Task details. Reproduce every record below exactly as it appears.

** BEGIN Excerpted records **

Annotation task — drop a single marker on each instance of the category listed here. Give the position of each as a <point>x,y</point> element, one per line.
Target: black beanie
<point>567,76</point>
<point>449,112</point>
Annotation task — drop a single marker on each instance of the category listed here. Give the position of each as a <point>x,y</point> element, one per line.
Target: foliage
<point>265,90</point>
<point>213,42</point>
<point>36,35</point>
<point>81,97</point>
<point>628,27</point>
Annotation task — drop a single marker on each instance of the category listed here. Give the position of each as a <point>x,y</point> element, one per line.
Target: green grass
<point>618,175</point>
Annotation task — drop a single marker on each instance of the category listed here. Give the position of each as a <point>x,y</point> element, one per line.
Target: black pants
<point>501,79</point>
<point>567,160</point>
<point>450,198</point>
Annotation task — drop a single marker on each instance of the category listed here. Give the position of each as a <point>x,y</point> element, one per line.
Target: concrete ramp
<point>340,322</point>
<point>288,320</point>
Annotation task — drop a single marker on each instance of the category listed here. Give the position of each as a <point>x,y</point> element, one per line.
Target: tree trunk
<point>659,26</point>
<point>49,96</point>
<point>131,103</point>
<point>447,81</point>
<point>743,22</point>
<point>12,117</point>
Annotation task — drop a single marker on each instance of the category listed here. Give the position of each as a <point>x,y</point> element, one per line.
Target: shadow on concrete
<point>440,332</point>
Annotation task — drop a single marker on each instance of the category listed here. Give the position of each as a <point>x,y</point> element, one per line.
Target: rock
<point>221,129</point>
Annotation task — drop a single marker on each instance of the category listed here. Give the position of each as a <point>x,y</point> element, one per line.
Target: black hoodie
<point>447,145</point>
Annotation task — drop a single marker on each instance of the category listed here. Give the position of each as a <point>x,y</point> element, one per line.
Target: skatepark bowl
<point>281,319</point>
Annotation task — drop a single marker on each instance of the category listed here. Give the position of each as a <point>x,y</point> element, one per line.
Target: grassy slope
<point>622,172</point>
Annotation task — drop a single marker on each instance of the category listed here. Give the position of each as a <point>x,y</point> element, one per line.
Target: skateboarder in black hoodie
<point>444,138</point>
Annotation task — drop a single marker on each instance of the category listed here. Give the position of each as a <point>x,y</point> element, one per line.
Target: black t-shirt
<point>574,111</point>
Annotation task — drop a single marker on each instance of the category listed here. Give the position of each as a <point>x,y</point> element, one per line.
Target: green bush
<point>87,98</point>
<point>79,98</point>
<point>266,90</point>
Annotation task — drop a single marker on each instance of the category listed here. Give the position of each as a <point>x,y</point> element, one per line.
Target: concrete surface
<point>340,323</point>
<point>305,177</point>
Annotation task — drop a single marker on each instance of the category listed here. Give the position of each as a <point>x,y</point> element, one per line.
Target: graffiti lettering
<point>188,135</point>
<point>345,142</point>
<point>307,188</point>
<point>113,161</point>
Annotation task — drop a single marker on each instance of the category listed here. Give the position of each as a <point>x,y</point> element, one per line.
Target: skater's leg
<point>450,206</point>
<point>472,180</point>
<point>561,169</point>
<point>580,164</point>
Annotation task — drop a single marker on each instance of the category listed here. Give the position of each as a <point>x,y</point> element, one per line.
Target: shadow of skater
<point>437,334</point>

** END Excerpted records **

Answer to the task.
Annotation task — drop a single marker on each instance of the category listed here. Give the position of each as a <point>x,y</point> element, one per line.
Target: black beanie
<point>567,76</point>
<point>449,112</point>
Annotation task — drop a single marker on each instance of the category listed here. Give the position of each as a <point>x,y</point> element, one per line.
Target: foliage
<point>265,90</point>
<point>213,42</point>
<point>36,35</point>
<point>81,97</point>
<point>628,27</point>
Annotation task — drop a single marker on each instance of the category listed here. Give the position of each as a <point>x,y</point> element, one per line.
Target: green grass
<point>618,175</point>
Annotation task — drop a single marker on each instance of the category listed here. Give the position of each as a <point>x,y</point> element, one per line.
Target: black pants
<point>501,79</point>
<point>567,160</point>
<point>450,198</point>
Annotation task — drop a single marker on each instance of the category listed here. Give the position of each as a <point>x,y</point> element, one per line.
Target: concrete ramp
<point>340,322</point>
<point>288,320</point>
Annotation task — drop a single marker on each instance of the category listed here. Give the position of each as a <point>x,y</point> element, one per line.
Target: tree trunk
<point>659,26</point>
<point>49,96</point>
<point>131,103</point>
<point>447,81</point>
<point>743,22</point>
<point>12,117</point>
Annotation task — drop a single marker on each instance of the category listed here. Give the position of each as a <point>x,y</point> element, one per line.
Target: shadow on concrete
<point>440,332</point>
Annotation task — drop a single marker on each instance of the category listed here. Give the position of each as a <point>x,y</point> element, one per line.
Target: rock
<point>221,129</point>
Annotation task — drop a single marker on each instance of the category listed here. Give the position of each as a <point>x,y</point> element, one per line.
Target: black hoodie
<point>447,145</point>
Annotation task — drop a single marker on each instance of the category listed here. Give the position of each as a <point>x,y</point> element, one per line.
Target: skatepark bowl
<point>281,319</point>
Annotation task — drop a single marker on each instance of the category listed here. Give the position of each as a <point>x,y</point> element, one per line.
Target: grassy slope
<point>622,172</point>
Annotation task — drop a single marker on each instance of the category listed here. Give the position of each as a <point>x,y</point> element, one per line.
Target: skateboarder in black hoodie
<point>444,138</point>
Annotation task — drop a single marker on each instance of the category listed here. Give the position of each as a <point>x,y</point> element, one per line.
Target: black t-shirt
<point>574,111</point>
Annotation task — drop a single marker on each instance of the category listed here. Give the position of each as a <point>x,y</point> element, one per line.
Target: green bush
<point>87,98</point>
<point>79,98</point>
<point>266,90</point>
Annotation task — drop a single marker on each instance of the category listed here. Give the position of each as a <point>x,y</point> element, one per line.
Target: concrete surface
<point>340,323</point>
<point>305,177</point>
Annotation task — drop a single marker on each instance of the category listed here. Give the position of each as a <point>x,y</point> element, one per line.
Target: graffiti lettering
<point>188,135</point>
<point>345,142</point>
<point>307,188</point>
<point>113,161</point>
Annotation task — drop a single marker on each instance of the category listed here. Give the position of each as a <point>x,y</point> element, one per line.
Target: skater's leg
<point>450,206</point>
<point>472,180</point>
<point>561,169</point>
<point>580,164</point>
Annotation task — drop a single marker on each instance of the category listed here. Give the position of each as a <point>x,y</point> element, one per line.
Target: shadow of skater
<point>437,334</point>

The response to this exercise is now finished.